**Exercise**
Please reproduce word for word the records from the line with "Where can the white paper" up to and including the final line of the records.

**Dataset records on where objects are located**
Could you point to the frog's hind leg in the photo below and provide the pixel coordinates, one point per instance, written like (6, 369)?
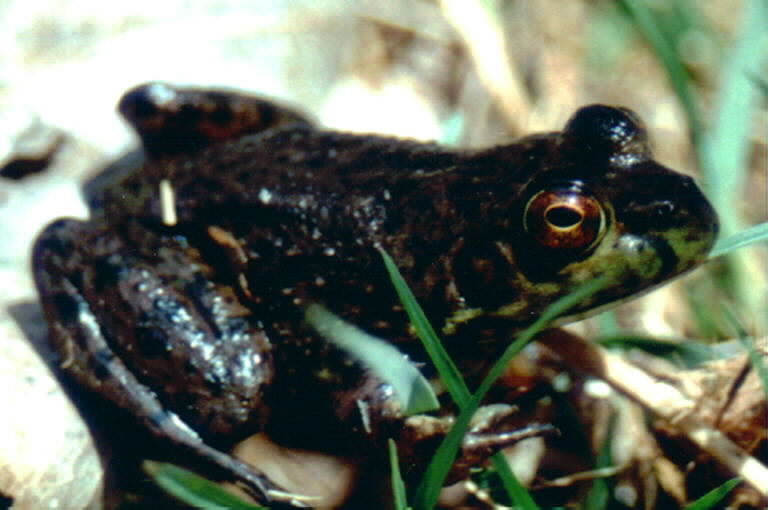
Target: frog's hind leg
(88, 358)
(181, 120)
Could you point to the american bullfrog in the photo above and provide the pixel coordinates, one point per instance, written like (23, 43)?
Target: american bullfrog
(182, 300)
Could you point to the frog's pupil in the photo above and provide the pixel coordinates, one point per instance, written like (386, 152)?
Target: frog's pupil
(563, 217)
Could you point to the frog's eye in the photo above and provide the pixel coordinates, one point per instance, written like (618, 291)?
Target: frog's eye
(564, 219)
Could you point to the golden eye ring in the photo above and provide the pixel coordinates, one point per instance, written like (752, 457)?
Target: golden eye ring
(564, 219)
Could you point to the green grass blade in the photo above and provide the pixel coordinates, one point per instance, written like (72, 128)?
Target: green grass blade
(193, 489)
(728, 144)
(713, 497)
(411, 389)
(742, 239)
(599, 495)
(398, 487)
(429, 489)
(646, 22)
(445, 366)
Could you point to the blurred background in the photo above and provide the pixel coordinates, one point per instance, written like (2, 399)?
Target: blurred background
(465, 73)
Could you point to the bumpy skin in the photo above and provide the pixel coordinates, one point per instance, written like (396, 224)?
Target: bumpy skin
(196, 323)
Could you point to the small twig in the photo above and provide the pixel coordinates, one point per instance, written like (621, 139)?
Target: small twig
(662, 399)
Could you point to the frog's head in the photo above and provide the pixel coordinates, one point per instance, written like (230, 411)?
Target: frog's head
(599, 206)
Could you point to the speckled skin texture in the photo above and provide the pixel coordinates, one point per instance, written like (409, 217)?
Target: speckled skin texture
(199, 320)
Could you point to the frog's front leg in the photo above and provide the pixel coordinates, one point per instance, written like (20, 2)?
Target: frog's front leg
(87, 288)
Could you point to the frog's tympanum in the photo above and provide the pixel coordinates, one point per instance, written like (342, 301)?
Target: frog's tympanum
(182, 300)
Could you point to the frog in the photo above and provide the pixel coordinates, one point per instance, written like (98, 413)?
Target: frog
(183, 299)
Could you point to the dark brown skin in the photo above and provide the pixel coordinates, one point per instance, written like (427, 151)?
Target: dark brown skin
(196, 322)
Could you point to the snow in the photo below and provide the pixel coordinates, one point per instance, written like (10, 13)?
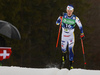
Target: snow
(4, 70)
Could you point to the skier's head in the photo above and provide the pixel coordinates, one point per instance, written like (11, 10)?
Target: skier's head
(70, 10)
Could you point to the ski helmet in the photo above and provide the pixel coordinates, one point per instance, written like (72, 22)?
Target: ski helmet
(70, 7)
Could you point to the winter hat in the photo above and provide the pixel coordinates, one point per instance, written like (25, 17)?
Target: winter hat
(70, 7)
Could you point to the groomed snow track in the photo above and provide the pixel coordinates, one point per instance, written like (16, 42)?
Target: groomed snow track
(45, 71)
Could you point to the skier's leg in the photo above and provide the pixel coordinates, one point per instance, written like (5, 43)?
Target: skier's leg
(63, 47)
(71, 51)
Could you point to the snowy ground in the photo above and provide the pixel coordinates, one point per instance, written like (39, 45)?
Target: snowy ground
(45, 71)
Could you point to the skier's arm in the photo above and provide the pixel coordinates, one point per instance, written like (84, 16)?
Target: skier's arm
(78, 22)
(58, 20)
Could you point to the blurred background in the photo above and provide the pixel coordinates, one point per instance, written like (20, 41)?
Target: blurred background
(36, 21)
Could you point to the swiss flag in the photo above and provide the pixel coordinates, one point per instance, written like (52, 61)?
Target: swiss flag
(5, 53)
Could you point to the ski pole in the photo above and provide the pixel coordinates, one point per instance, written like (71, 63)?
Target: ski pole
(83, 54)
(59, 33)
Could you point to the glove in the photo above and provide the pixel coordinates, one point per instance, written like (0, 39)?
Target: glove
(62, 14)
(82, 36)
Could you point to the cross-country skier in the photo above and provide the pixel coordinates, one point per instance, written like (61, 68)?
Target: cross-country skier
(69, 20)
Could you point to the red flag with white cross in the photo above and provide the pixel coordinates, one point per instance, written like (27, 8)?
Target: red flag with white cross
(5, 53)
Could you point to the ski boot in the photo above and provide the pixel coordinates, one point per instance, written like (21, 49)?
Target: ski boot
(63, 60)
(70, 65)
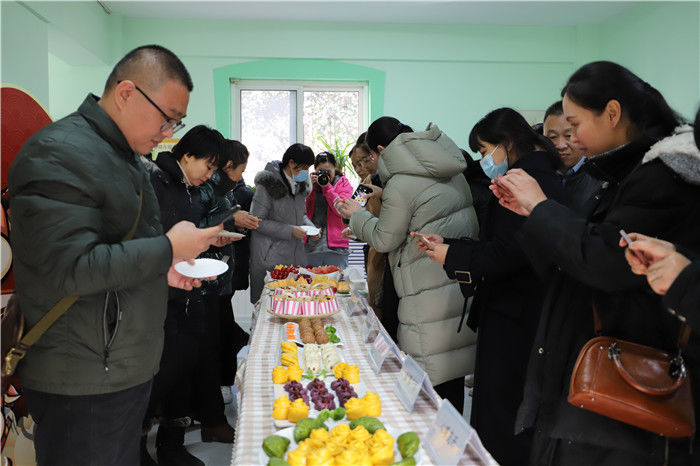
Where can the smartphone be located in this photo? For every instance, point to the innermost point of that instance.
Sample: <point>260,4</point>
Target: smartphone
<point>360,194</point>
<point>637,254</point>
<point>220,217</point>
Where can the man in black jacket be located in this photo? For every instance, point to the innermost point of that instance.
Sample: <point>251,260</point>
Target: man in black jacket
<point>75,187</point>
<point>579,185</point>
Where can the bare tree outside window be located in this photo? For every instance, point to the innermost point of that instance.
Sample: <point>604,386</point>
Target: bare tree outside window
<point>266,119</point>
<point>327,119</point>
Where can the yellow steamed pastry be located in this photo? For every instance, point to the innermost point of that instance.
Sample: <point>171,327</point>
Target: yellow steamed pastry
<point>289,359</point>
<point>338,370</point>
<point>382,454</point>
<point>298,411</point>
<point>279,375</point>
<point>352,374</point>
<point>360,433</point>
<point>355,408</point>
<point>294,373</point>
<point>373,406</point>
<point>289,347</point>
<point>280,408</point>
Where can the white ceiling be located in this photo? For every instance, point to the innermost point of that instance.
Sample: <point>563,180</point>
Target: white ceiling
<point>551,13</point>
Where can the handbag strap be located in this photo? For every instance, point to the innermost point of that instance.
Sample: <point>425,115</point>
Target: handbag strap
<point>683,334</point>
<point>62,306</point>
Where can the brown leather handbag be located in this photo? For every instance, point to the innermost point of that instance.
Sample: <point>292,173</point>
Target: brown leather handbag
<point>642,386</point>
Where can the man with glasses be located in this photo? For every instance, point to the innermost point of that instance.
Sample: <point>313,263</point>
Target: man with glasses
<point>78,187</point>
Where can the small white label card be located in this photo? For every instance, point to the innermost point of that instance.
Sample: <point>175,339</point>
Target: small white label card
<point>366,326</point>
<point>448,436</point>
<point>392,345</point>
<point>378,352</point>
<point>410,382</point>
<point>430,391</point>
<point>356,305</point>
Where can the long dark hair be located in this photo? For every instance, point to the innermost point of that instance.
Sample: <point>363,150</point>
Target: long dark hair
<point>384,130</point>
<point>201,142</point>
<point>595,84</point>
<point>299,154</point>
<point>505,126</point>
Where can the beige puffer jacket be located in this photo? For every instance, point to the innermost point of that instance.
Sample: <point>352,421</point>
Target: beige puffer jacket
<point>424,191</point>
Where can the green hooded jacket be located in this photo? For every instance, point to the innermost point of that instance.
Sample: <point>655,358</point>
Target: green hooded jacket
<point>74,195</point>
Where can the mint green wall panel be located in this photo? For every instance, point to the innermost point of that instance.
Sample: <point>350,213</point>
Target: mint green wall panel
<point>661,44</point>
<point>25,51</point>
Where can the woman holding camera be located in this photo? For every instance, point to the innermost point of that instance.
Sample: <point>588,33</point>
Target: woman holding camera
<point>328,184</point>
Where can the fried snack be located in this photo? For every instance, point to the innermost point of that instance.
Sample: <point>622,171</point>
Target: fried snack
<point>321,337</point>
<point>294,373</point>
<point>338,370</point>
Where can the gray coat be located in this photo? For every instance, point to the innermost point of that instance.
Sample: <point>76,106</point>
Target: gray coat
<point>424,191</point>
<point>273,243</point>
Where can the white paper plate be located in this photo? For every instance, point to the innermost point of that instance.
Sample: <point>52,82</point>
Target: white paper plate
<point>231,234</point>
<point>310,231</point>
<point>202,268</point>
<point>420,456</point>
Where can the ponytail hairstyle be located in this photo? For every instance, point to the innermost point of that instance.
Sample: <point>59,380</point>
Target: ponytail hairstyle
<point>507,127</point>
<point>594,85</point>
<point>384,130</point>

**Result of this exercise**
Where can the white paper plate be located in this photo? For every instance, point to the innermost point of that instance.
Sample: <point>52,82</point>
Target: white paper plate
<point>231,234</point>
<point>310,231</point>
<point>202,268</point>
<point>420,456</point>
Where can the ponytail hairstyle be located in this photo? For every instance, point to the innermost point of that instance.
Sample: <point>59,380</point>
Target: ponytail hairstyle
<point>507,127</point>
<point>594,85</point>
<point>384,130</point>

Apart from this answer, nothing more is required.